═══ Information supplied ═══

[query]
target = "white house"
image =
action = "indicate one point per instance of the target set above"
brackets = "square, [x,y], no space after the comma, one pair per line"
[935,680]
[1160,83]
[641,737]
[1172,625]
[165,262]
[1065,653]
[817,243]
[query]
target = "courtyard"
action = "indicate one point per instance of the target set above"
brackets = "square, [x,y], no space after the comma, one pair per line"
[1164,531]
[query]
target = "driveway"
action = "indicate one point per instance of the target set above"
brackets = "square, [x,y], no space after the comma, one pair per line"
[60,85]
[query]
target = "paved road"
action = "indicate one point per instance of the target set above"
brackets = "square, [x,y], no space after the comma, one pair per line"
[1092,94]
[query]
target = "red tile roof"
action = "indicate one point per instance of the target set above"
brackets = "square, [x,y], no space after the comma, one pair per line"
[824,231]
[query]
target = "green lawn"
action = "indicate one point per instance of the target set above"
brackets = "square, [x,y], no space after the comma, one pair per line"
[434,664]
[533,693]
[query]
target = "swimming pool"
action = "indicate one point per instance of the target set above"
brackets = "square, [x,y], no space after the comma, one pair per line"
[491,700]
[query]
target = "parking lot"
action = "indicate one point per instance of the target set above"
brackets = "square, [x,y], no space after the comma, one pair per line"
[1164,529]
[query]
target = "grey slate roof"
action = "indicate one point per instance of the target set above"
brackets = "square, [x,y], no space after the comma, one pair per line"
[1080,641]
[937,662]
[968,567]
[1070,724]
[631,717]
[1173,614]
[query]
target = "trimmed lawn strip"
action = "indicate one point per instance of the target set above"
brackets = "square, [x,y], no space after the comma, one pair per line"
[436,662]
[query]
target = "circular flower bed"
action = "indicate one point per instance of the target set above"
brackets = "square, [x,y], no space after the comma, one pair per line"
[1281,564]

═══

*Written instruction*
Print all of the entries exactly as they appear.

*Solution to this problem*
[query]
target = "white house"
image =
action = "indicate one point per instance of the target set above"
brackets = "square, [x,y], no space after the comma, one pair per line"
[935,680]
[1160,83]
[641,737]
[1172,625]
[165,262]
[1065,653]
[817,243]
[query]
target = "courtyard"
action = "indicate one point per instance of the target set above"
brackets = "square, [x,y], no space after the comma, one pair per line"
[1164,531]
[query]
target = "driveway"
action = "indicate one point per instance of the target set above"
brackets = "square, [x,y], no space after the comma, one pair per line"
[60,85]
[query]
target = "paved road"
action = "indicate one point per instance of the target set above"
brackets = "square, [x,y], no space after the comma, one pair per line"
[1092,94]
[query]
target = "red tile roof"
action = "indicate one point per instance of the target set above"
brackets = "square, [x,y], no space after the comma, one pair per line"
[824,231]
[query]
target = "green lawn"
action = "indicate one point per instance of the target set above"
brackets = "square, [x,y], no space after the comma, one pair per line"
[434,664]
[533,693]
[query]
target = "swimming pool"
action = "indicate one point per instance of the target set above"
brackets = "square, [x,y], no space after the comma, one pair per line"
[491,700]
[query]
target = "parking lot"
action = "indicate one point per instance of the target set above"
brackets = "square, [x,y], no space after the comma, one pair per line"
[1164,529]
[query]
target = "grey slate roof"
action = "indicate one point per instance of the target set above"
brackets = "square, [x,y], no space after the comma, one pair per line"
[1080,641]
[937,662]
[968,567]
[1070,724]
[631,717]
[1173,614]
[query]
target = "trimmed lawn strip"
action = "indicate one point per instance of the target set above"
brackets = "square, [x,y], no space after the comma, one pair per line"
[436,662]
[query]
target = "circular flower bed"
action = "indicate one point per instance of the target set above"
brackets = "square, [x,y], no space after the comma, one pair per line"
[1281,564]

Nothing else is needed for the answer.